▶ **DIRECTIONS FOR THIS TASK**: Pictures do not belong in the copy. Return all of the entries exactly.
* * * * * * * * *
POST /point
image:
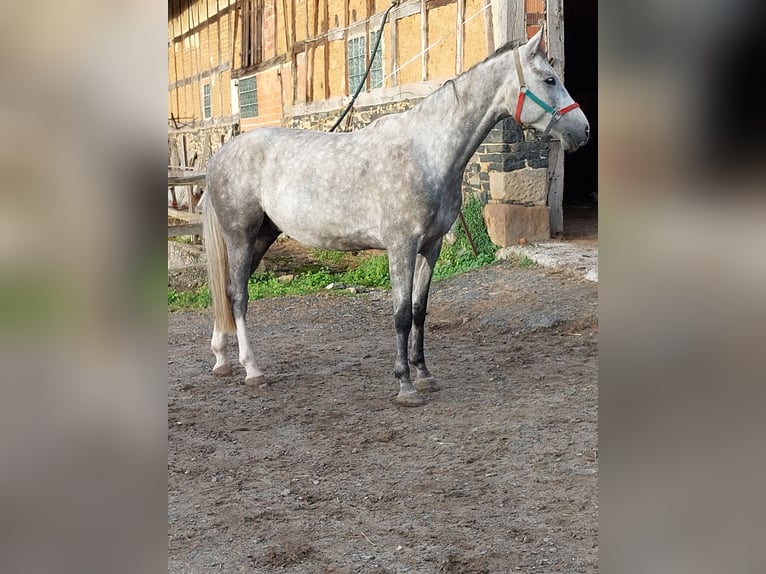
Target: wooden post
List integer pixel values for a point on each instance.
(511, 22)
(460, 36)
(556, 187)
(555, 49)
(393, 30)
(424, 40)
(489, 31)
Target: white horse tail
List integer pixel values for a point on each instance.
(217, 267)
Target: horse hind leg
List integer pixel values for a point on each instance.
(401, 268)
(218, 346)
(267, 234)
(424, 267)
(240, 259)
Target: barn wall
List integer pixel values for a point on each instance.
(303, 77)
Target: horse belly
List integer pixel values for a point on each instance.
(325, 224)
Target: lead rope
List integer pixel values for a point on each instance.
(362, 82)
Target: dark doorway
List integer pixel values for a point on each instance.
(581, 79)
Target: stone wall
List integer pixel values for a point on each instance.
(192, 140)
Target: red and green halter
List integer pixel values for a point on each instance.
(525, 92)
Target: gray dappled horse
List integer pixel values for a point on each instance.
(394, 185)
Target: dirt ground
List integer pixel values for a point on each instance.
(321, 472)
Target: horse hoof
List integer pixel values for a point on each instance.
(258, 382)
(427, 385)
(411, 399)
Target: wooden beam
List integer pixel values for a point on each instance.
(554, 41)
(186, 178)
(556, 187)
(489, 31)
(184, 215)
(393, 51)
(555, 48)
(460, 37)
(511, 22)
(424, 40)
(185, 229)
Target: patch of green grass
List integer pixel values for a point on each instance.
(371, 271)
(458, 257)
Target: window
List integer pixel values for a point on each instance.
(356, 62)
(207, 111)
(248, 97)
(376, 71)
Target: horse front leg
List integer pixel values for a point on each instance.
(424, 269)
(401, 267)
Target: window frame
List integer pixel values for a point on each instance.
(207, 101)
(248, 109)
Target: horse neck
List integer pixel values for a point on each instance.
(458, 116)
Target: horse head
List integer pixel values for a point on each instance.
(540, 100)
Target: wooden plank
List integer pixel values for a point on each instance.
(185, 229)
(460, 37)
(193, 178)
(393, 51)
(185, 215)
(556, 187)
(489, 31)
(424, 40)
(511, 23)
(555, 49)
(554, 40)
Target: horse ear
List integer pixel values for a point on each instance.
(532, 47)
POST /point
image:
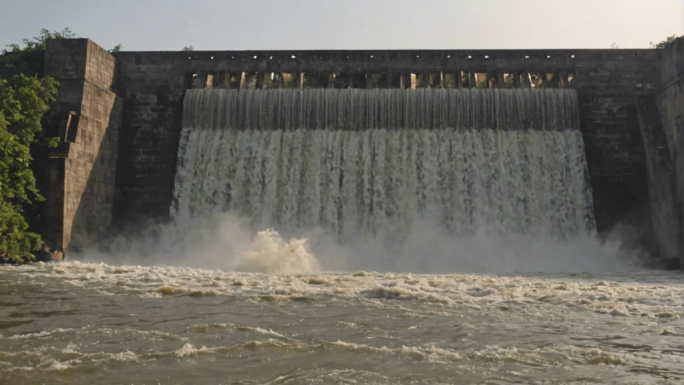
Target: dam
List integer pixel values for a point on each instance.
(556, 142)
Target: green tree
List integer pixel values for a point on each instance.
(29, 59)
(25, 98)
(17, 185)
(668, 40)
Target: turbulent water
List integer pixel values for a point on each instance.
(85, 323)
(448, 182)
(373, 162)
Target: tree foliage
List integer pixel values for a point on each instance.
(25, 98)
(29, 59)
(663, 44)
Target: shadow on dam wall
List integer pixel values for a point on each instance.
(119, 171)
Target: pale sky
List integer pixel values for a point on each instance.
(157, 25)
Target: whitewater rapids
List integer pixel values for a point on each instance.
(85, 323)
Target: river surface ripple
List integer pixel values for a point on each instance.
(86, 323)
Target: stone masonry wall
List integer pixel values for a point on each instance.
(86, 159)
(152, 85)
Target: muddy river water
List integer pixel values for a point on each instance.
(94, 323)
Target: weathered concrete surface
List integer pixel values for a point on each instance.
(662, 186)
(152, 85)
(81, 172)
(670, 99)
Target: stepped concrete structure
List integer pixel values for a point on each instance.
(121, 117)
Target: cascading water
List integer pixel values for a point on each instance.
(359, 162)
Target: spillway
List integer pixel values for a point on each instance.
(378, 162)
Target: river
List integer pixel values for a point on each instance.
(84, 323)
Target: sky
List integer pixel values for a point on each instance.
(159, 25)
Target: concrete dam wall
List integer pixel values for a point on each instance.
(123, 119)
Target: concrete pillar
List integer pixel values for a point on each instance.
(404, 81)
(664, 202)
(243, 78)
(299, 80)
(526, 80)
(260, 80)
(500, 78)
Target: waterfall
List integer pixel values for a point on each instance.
* * * * * * * * *
▶ **OUTPUT OF THE TASK**:
POST /point
image:
Target: wooden post
List integer pixel values for a point on each instance.
(511, 22)
(460, 36)
(556, 187)
(555, 49)
(393, 30)
(424, 40)
(489, 31)
Target: white horse tail
List integer pixel values for a point on each instance.
(217, 267)
Target: horse hind leg
List integer pixel values for a point on each instance.
(401, 268)
(218, 346)
(267, 234)
(424, 267)
(240, 259)
Target: barn wall
List integer pixel values for a point on each instance.
(303, 77)
Target: horse belly
List integer pixel values for a point on each instance.
(325, 224)
Target: lead rope
List integer pixel values for a point on each instance.
(362, 82)
Target: dark doorway
List integer pixel values for a point on each instance.
(581, 79)
Target: stone wall
List integer pixel values for a point on each instance.
(192, 140)
Target: red and green halter
List integer pixel values for a point on each instance.
(525, 92)
Target: gray dappled horse
List integer pixel values for a point on each instance.
(394, 185)
Target: dirt ground
List integer pixel values for a point on each instance.
(321, 472)
Target: horse hoof
List integer pixel values for a point on each instance.
(258, 382)
(427, 385)
(411, 399)
Target: wooden beam
List integer pixel values for a point on each instance.
(554, 41)
(186, 178)
(556, 187)
(489, 31)
(184, 215)
(393, 51)
(555, 48)
(460, 37)
(511, 22)
(424, 40)
(185, 229)
Target: patch of green grass
List integer pixel values for a point on each instance.
(371, 271)
(458, 257)
Target: window
List integer pixel values for a point on each instance.
(356, 62)
(207, 111)
(248, 97)
(376, 71)
Target: horse front leg
List integer pixel values for a point on each instance.
(424, 269)
(401, 267)
Target: window frame
List integer pixel values for a point on each instance.
(207, 101)
(248, 109)
Target: horse neck
List integer pixel values for a point on each instance.
(458, 116)
Target: horse head
List integer pixel values for a point on each instance.
(540, 100)
Target: wooden plank
List integer pixel values for a point on each instance.
(185, 229)
(460, 37)
(193, 178)
(393, 51)
(185, 215)
(556, 187)
(489, 31)
(424, 40)
(511, 23)
(555, 49)
(554, 40)
Target: horse ear
List integer pixel values for a point on each instance.
(532, 47)
POST /point
image:
Target: dam
List integer pixel values for a point on each instance.
(556, 142)
Target: green tree
List integer pixel values for a point on each instance.
(29, 59)
(25, 98)
(17, 185)
(668, 40)
Target: turbulent water
List integer pixel values for a point on each instance.
(85, 323)
(448, 182)
(373, 162)
Target: tree foliage
List integer pixel values for a point on each instance.
(25, 98)
(29, 59)
(663, 44)
Target: shadow on dam wall
List integer pixel values for a point on each instance.
(119, 171)
Target: pale sky
List integer pixel values for a point on each instance.
(157, 25)
Target: whitewater rapids
List integer pixel values for a point on each instance.
(85, 323)
Target: river surface ripple
List integer pixel values for a point on each instance.
(86, 323)
Target: stone masonry wall
List integer pixel values for a point on each instance.
(86, 159)
(152, 85)
Target: muddy river water
List integer pixel values for a point on each instance.
(94, 323)
Target: weathered concrete surface
List integer pixel values for a point on each instance.
(662, 186)
(152, 85)
(81, 172)
(670, 99)
Target: stepped concrete structure
List integer pixel values for a point on each instance.
(121, 117)
Target: cascading water
List integer pixel values for a point on each instance.
(359, 162)
Target: spillway
List integer pixel values for a point on each instance.
(378, 162)
Target: river
List integer pixel values for a point on each instance.
(84, 323)
Target: sky
List integer pixel values for a point on each instance.
(159, 25)
Target: concrete dam wall
List integer pixel values for a point on each instance.
(123, 119)
Target: concrete pillar
List integer pixel values for a point on each instance.
(404, 81)
(664, 202)
(243, 78)
(299, 80)
(526, 80)
(260, 80)
(500, 78)
Target: waterfall
List integer pixel values for a point on each instance.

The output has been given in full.